- Opening Delimiter -

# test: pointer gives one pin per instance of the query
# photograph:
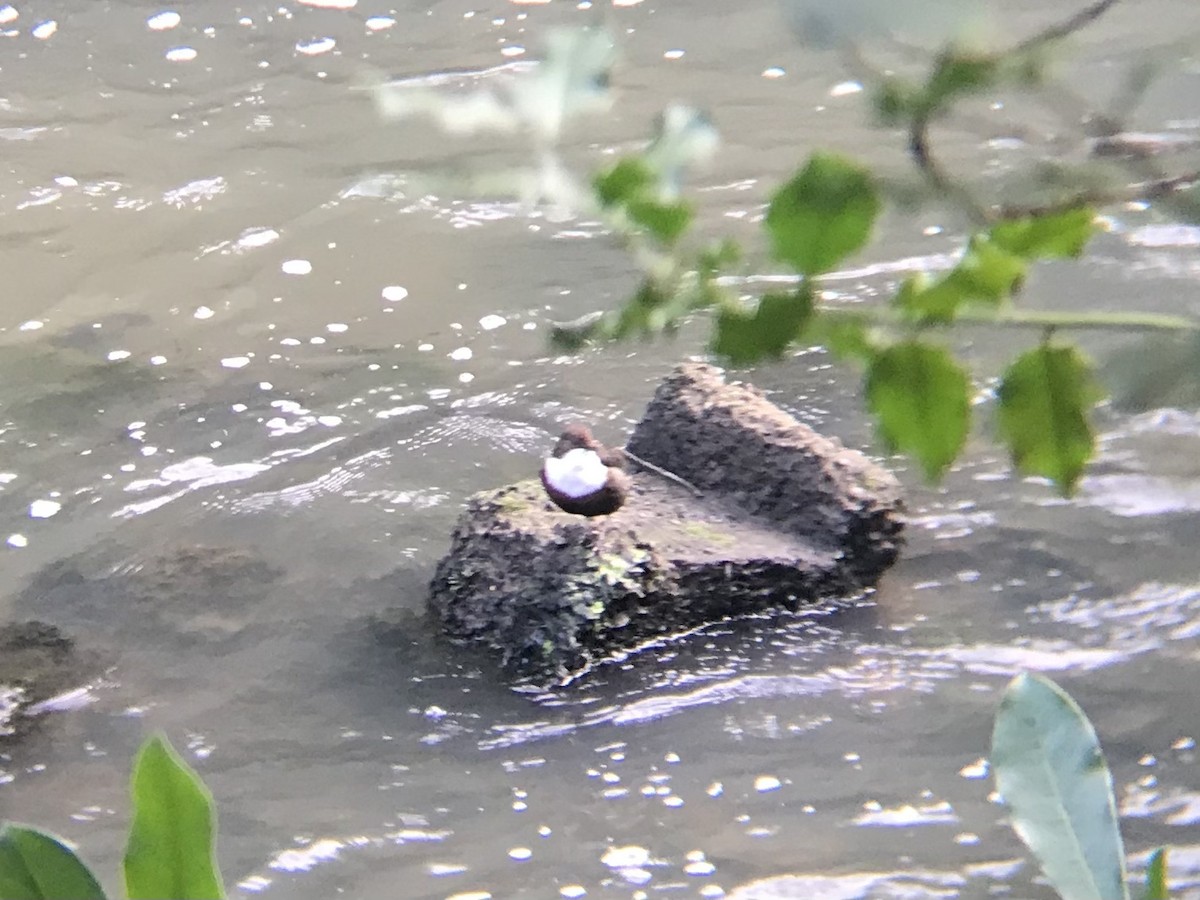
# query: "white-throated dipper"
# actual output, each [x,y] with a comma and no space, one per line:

- Closing Delimiter -
- Opening Delimiter -

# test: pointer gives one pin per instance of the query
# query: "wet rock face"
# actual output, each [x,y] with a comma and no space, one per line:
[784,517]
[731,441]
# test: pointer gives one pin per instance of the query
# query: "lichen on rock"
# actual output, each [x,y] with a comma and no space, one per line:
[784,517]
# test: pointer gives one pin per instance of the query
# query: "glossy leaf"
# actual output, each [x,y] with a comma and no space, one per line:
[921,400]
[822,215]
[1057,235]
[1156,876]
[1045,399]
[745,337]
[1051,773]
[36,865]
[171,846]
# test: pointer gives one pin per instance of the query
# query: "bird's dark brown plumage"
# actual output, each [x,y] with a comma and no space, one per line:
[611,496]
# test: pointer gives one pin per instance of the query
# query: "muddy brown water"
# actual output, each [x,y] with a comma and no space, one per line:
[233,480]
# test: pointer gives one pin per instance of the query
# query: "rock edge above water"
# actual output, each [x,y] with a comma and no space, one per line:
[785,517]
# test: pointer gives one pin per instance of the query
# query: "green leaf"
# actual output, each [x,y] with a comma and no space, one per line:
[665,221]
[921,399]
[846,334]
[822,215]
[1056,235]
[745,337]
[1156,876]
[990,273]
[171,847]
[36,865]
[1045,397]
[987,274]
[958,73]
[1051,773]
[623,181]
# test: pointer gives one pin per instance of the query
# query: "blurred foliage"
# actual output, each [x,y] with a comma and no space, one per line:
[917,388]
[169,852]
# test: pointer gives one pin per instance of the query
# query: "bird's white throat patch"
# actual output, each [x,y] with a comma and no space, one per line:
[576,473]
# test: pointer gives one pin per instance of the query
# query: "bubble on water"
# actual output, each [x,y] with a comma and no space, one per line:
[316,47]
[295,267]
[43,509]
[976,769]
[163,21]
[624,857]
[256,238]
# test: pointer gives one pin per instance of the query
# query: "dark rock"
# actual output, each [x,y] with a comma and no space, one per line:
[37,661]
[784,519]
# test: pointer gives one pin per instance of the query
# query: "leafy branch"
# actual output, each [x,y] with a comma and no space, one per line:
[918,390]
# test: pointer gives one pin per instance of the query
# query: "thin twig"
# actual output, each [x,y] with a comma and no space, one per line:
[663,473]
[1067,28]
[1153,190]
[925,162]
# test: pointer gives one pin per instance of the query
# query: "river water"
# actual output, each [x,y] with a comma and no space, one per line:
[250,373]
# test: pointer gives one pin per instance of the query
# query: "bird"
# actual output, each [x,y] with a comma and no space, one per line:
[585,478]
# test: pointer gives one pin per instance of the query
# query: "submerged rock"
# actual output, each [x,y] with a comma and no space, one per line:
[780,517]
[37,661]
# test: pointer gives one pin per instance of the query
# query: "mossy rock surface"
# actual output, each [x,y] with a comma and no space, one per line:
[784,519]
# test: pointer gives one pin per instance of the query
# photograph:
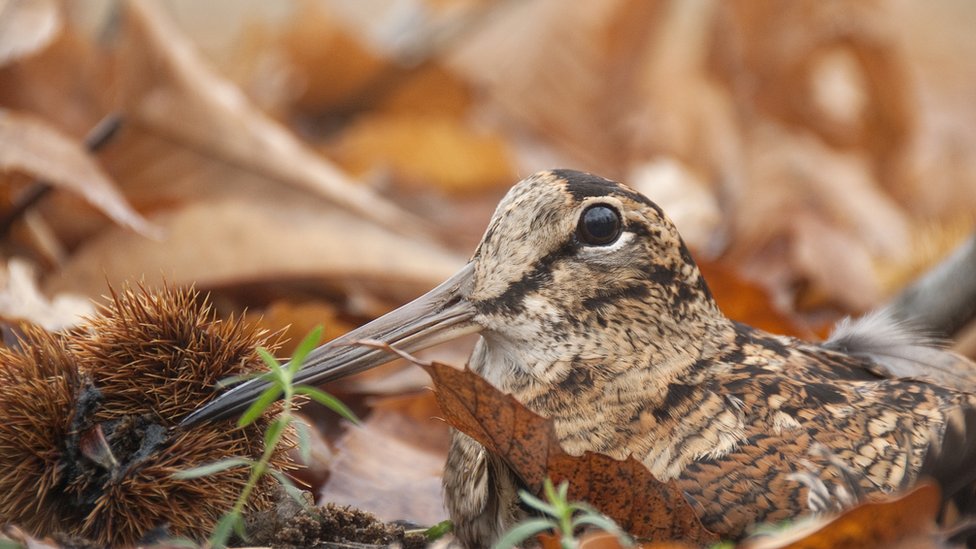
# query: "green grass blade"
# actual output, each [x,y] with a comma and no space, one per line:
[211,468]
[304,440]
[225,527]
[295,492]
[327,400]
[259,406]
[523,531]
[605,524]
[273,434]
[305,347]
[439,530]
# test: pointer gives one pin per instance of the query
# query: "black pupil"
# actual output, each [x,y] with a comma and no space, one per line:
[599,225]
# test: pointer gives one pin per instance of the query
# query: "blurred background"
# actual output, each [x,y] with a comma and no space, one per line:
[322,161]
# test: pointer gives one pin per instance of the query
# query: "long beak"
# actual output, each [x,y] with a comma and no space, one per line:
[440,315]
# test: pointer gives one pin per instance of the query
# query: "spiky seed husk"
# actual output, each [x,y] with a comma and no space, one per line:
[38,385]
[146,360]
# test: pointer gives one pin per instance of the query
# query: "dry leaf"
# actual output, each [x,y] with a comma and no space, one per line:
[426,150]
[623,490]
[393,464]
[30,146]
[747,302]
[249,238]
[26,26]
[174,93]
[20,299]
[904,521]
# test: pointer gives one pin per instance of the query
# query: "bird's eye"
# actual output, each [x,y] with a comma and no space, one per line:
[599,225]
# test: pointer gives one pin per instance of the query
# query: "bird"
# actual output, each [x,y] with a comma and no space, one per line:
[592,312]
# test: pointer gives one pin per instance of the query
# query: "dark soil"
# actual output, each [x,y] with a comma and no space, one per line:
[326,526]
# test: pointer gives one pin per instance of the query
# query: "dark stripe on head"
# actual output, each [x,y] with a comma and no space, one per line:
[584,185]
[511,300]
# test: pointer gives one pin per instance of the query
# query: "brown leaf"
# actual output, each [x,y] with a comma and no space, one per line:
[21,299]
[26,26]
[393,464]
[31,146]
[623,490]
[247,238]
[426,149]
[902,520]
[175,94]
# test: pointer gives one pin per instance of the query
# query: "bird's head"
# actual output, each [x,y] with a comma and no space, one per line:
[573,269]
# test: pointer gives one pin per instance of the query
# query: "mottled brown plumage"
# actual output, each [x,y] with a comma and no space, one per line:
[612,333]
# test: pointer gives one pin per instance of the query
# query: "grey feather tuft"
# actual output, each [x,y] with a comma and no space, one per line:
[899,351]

- Closing Delimiter -

#### WORK TO COMPLETE:
Across all the entries above, how many lines hold the word "water"? Answer with the number only.

#### SOLVED EXERCISE:
4